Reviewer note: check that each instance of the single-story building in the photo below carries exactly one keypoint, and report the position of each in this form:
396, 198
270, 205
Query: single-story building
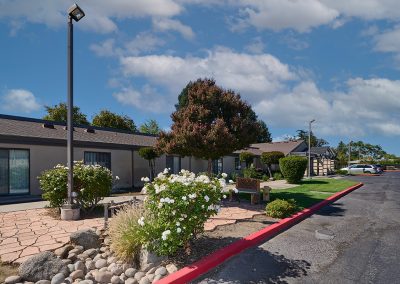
30, 146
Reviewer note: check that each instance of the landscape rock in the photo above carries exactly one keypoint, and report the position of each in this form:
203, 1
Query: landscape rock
13, 279
131, 281
101, 263
171, 268
43, 282
79, 265
58, 278
77, 274
139, 275
63, 251
130, 272
86, 238
147, 257
161, 271
103, 276
144, 280
42, 266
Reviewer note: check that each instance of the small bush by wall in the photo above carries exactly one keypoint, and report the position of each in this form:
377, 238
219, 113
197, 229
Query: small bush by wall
280, 208
293, 168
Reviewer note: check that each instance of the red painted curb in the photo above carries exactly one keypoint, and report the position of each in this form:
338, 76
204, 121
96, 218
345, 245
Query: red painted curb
200, 267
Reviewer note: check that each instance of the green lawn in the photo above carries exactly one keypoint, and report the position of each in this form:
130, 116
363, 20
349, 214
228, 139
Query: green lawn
312, 191
309, 192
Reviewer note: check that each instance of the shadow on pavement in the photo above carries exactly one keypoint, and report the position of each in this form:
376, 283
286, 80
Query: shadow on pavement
257, 266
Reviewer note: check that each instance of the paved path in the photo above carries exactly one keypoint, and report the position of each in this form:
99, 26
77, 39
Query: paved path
365, 247
25, 233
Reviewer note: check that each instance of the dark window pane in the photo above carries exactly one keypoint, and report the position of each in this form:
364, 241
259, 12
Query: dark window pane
3, 171
19, 171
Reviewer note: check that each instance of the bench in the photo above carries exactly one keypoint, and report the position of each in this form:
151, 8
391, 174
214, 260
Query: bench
251, 186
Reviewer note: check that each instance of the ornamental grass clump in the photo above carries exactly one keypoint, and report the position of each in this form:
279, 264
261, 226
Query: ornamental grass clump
177, 207
125, 235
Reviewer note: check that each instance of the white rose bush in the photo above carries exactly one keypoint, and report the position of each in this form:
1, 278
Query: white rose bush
177, 206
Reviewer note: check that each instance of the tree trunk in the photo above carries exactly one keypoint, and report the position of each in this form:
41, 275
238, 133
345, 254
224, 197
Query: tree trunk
269, 171
209, 167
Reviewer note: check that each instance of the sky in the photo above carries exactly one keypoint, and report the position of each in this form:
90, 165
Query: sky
335, 61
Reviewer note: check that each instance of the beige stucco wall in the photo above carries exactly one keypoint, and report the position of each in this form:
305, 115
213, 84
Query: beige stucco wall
46, 157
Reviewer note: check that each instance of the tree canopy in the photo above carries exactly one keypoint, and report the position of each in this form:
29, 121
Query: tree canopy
150, 127
213, 122
112, 120
264, 135
59, 113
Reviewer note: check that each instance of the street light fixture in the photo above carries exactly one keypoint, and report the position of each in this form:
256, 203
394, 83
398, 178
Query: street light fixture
69, 213
309, 148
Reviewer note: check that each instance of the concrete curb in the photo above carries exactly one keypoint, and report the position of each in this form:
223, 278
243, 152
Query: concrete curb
200, 267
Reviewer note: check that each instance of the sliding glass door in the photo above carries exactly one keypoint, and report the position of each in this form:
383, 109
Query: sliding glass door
14, 171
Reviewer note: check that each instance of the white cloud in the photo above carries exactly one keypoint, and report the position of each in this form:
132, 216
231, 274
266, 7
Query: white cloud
248, 74
100, 13
20, 100
165, 24
147, 99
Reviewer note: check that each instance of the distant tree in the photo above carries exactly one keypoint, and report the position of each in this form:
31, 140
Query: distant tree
212, 123
315, 142
150, 127
264, 134
149, 154
59, 113
109, 119
247, 158
270, 158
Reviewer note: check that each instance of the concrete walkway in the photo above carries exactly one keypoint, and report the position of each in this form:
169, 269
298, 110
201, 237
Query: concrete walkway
28, 232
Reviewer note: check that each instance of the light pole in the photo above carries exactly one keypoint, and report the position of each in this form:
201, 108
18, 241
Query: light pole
74, 13
309, 148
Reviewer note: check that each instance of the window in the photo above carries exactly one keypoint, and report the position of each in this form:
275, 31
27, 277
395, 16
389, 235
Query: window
238, 165
217, 166
14, 171
98, 158
174, 164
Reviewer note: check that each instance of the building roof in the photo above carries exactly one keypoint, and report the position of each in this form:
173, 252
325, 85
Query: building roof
285, 147
22, 130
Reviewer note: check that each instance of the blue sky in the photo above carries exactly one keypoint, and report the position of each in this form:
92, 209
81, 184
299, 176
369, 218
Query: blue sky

» GIVEN EXERCISE:
Return all of the records above word for word, leaving out the pictures.

» FULL RESPONSE:
Reviewer note: check that each instance of the single-story building in the photo below carries exactly one keypoint, and report the position of each in this form:
396, 198
270, 205
Query: single-story building
30, 146
Reviewer note: check that each instance of the landscape rock in the photo above carries exactly one keypoint, and report the position of each in this form:
203, 1
Query: landscape rock
13, 279
131, 281
101, 263
171, 268
43, 282
79, 265
58, 278
77, 274
139, 275
63, 251
130, 272
86, 238
147, 257
161, 271
103, 276
144, 280
42, 266
Reviewer note: check that each instance of the small bush by wall in the photo above carries exactly one keypoint, and report the position of each in this form:
377, 238
219, 113
197, 229
Query: small bush by wall
280, 208
293, 168
Reviewer note: check that each instance of the red painted curb in the photo above carries exactly one keypoint, and report the position of each in this form:
338, 76
204, 121
96, 218
345, 245
Query: red painted curb
200, 267
Reviewer note: check that each instance of the green lawn in the photo above carries exactly one keypoint, and report the position of each in this form:
130, 116
363, 20
349, 214
228, 139
Query: green lawn
312, 191
309, 192
Reviewer note: check that each instance of the shadow on pavement in the photo above carries exactly one keypoint, and report the position of each in this form:
376, 283
286, 80
Query: shadow on pavement
257, 266
Reviewer note: check that each instance of the paved path in the photo above carries exactly one keypoint, and report the position of each in this form:
99, 26
77, 39
Query: paved path
365, 247
25, 233
Reviewer note: check that each instance of the dark window pane in the photo above carries exactly one keypoint, and report the position of each in this form:
364, 241
259, 12
Query: dark window pane
3, 171
19, 171
Reviewer note: check that each instance of the bench in the photo above carries exactly one keypoint, and report the position of each in this form:
151, 8
391, 174
214, 260
Query: bench
251, 186
Reviewer note: check that each instance of the ornamental grass clump in the photo above carries exactly one keypoint, and report the position of each in this form:
279, 264
261, 226
Query: ornamental grass clump
177, 207
125, 235
Reviewer note: check that each instance of the white rose bush in the photo above carries exactly one keypoint, and report the position of each in this form:
1, 278
Query: white rose bush
177, 206
Reviewer note: check that each instance of the tree trunk in the photo above carries exactly one keypoint, and report the position of each in this form:
41, 275
238, 133
345, 254
224, 197
Query: tree trunk
269, 171
209, 167
Reviewer note: check that each instance of the sky in the photo above carries exactly one keypoint, and report the position of each in this form:
90, 165
Query: sky
335, 61
Reviewer note: check that each instance of the beige stucco wall in the photo above carries exactly one keypoint, and report the position of each in this form:
305, 115
213, 84
Query: beige stucco wall
46, 157
Reviewer note: check that each instance of the tree canopy in the photo above carries exactly one keypoint, and report the position of each in this form:
29, 121
Query: tree canopy
150, 127
213, 122
112, 120
264, 135
59, 113
Reviewer note: check that each instance of the street light fixture in the photo above carries exactly one keypoint, and report the position of each in this form:
256, 203
394, 83
398, 178
Query: street light fixture
69, 213
309, 148
Reviewer note: check that each instance of the concrete curb in the photo above carries exactly one keypoint, and report the position of each in this form:
223, 278
243, 152
Query: concrete curb
200, 267
Reviewer note: check that each instance of the sliding glass door in the photo above carries exactly one keypoint, and report the position of each in this form:
383, 109
Query: sliding glass door
14, 171
Reviewer note: check that each instance of the white cloud in the photo above carries exactly one keypoint, and report the position of each in this form:
132, 216
231, 274
266, 7
Query: white cloud
248, 74
100, 13
20, 100
165, 24
147, 99
Reviewer note: check that each instance of the distant tree in the photo above carries exactly one keypoint, and report the position of each in this form:
31, 140
Query: distant tree
212, 123
315, 142
150, 127
264, 134
149, 154
59, 113
109, 119
247, 158
270, 158
Reviewer note: check that each instance of the concrete walkway in the photo above carries exactly one keypoint, and report the position of each in this form:
169, 269
298, 110
201, 237
Query: concrete walkway
28, 232
Reviewer note: check that each instance of the light pole in the photo above carries exactly one keypoint, and report the position of each in this form:
201, 108
18, 241
Query: light pole
74, 13
309, 148
Reviewer note: check that each instance of the window in the photo above carries exactly one keypoint, and report the position of each in this form:
275, 31
27, 277
395, 16
389, 235
Query: window
238, 165
217, 166
14, 171
98, 158
174, 164
Reviewer note: check that each instance of the building roof in the photo above carries exactly one keypoint, and report the position of each in this form:
173, 252
325, 85
Query: building roof
285, 147
22, 130
Reviewer note: check that each instance of the blue sky in the photo above carries exactly one keypoint, and report the position of each in this form:
92, 209
81, 184
299, 176
369, 218
Query: blue sky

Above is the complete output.